* **DATA EXTRACT**:
********************
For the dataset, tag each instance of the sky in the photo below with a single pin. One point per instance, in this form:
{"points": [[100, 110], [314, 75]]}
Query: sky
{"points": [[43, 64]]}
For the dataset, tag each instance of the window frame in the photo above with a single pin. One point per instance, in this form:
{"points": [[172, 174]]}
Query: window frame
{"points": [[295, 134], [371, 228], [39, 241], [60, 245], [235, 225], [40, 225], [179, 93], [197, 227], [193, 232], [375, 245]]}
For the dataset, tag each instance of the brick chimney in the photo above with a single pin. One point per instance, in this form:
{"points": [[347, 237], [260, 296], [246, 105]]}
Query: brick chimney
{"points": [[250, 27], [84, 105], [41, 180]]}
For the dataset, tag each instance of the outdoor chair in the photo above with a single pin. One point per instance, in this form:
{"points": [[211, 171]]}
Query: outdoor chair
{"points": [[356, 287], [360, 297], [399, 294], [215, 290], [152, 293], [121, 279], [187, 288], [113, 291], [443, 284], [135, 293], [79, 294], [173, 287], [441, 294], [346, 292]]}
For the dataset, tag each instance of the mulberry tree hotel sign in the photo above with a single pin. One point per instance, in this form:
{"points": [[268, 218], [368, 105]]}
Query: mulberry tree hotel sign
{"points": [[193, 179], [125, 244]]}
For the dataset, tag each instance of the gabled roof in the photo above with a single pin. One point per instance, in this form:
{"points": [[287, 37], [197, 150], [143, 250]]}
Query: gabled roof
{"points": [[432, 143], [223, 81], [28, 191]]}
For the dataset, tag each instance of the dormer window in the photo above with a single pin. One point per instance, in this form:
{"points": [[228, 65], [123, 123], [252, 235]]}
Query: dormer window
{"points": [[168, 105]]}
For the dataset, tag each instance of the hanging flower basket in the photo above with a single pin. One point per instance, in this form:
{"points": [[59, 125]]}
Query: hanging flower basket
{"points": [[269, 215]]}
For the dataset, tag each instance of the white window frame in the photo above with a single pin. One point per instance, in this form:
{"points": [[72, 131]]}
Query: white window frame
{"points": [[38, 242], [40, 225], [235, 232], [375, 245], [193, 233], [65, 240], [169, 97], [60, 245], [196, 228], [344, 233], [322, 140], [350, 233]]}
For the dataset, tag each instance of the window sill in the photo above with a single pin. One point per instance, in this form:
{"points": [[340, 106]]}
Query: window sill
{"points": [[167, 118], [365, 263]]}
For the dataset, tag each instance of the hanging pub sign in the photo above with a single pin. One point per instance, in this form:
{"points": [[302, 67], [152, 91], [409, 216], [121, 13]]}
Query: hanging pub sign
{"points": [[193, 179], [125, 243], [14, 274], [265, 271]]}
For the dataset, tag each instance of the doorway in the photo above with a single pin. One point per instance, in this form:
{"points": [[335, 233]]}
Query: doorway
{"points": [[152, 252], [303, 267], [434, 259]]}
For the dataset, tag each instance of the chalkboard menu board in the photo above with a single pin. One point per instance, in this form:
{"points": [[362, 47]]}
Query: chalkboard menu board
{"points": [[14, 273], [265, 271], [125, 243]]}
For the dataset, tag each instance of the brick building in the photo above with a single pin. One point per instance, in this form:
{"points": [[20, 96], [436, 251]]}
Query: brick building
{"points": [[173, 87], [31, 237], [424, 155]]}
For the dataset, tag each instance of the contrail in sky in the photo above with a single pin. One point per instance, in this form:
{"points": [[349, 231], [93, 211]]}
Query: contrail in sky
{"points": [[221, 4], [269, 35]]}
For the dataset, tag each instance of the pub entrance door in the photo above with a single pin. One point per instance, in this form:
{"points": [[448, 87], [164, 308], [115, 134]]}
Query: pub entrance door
********************
* **INSTRUCTIONS FOR THE TASK**:
Repeat the material word for word, in full.

* **TASK SOLUTION**:
For the dataset, tag each instance of the sky in the photo below with a single pin. One point per instance, in this form:
{"points": [[100, 110], [314, 75]]}
Query: sky
{"points": [[43, 64]]}
For the dataset, tag each instance of the window frame in the photo above with a single pin. One point per instance, in this form:
{"points": [[172, 174]]}
Query: window frame
{"points": [[295, 134], [371, 228], [39, 241], [60, 245], [235, 225], [40, 225], [179, 93], [197, 227], [193, 232], [375, 245]]}
For the dataset, tag each instance of the brick chimney in the photo above with a single pin. One point per instance, in this form:
{"points": [[347, 237], [260, 296], [246, 105]]}
Query: brick chimney
{"points": [[250, 27], [84, 105], [41, 180]]}
For the dataset, tag each instance of the outdoor chair in the photo above with a single pin. One point per instance, in this form:
{"points": [[211, 171]]}
Query: outdoor chair
{"points": [[356, 287], [360, 297], [399, 294], [215, 290], [152, 293], [121, 279], [187, 288], [113, 291], [443, 284], [135, 293], [79, 294], [173, 287], [441, 294], [346, 292]]}
For the dataset, tag each instance of the mulberry tree hotel sign in the photo above with a single pin. One point per instance, in this form:
{"points": [[268, 218], [368, 105]]}
Query: mulberry tree hotel sign
{"points": [[193, 179], [125, 244]]}
For the dataset, tag each instance of the gabled roof in the photo above with a single pin. One point per instance, in this form:
{"points": [[287, 37], [197, 150], [143, 250]]}
Query: gabled roof
{"points": [[432, 143], [223, 81], [28, 191]]}
For the dataset, tag each instance of the dormer window in the photo above with a single pin. One point per instance, in this form:
{"points": [[228, 65], [123, 123], [252, 235]]}
Query: dormer window
{"points": [[168, 105]]}
For the dataset, tag each instance of the hanging flower basket in the photo above with a single pin. One point per instance, in this form:
{"points": [[59, 125]]}
Query: hanging flower basket
{"points": [[269, 215]]}
For the dataset, tag each instance of the white window frame in the photo above with a single pin. One point per instance, in this form:
{"points": [[72, 131]]}
Query: white window frame
{"points": [[38, 242], [40, 225], [235, 232], [375, 245], [193, 233], [65, 240], [169, 97], [60, 245], [196, 228], [344, 233], [322, 140], [350, 233]]}
For the dataset, tag each instance of the window sill in the photo above with a single pin. One point per instance, in this form:
{"points": [[340, 106]]}
Query: window sill
{"points": [[167, 118], [365, 263]]}
For the dataset, tag each instance of the hanging pub sign in the photo above with a single pin. One point per instance, in this form:
{"points": [[302, 67], [152, 91], [409, 216], [121, 13]]}
Query: hanging pub sign
{"points": [[193, 179], [125, 243], [14, 274], [265, 271]]}
For the dataset, tag each instance of the doorway in the photo above with a single pin. One point per instance, in this form:
{"points": [[335, 233]]}
Query: doorway
{"points": [[152, 252], [303, 267], [434, 259]]}
For the dataset, tag each instance of the chalkboard menu board in the photo above with a single pin. One point per instance, in this form:
{"points": [[362, 47]]}
Query: chalkboard menu board
{"points": [[14, 273], [265, 271], [125, 243]]}
For the dataset, tag each instance of the brick building in the photo above with a single pin. One point per instance, in this form:
{"points": [[20, 96], [436, 251]]}
Query: brick building
{"points": [[173, 87], [31, 237], [424, 155]]}
For the dataset, tag each instance of the contrail in sky in the photo above with a single pin. One point per instance, in this form:
{"points": [[349, 231], [93, 211]]}
Query: contrail in sky
{"points": [[221, 4], [269, 35]]}
For the dataset, tag each instance of the pub entrance door in the photo above with a single pin. One point per instance, in this form:
{"points": [[448, 87], [164, 308], [115, 134]]}
Query: pub entrance door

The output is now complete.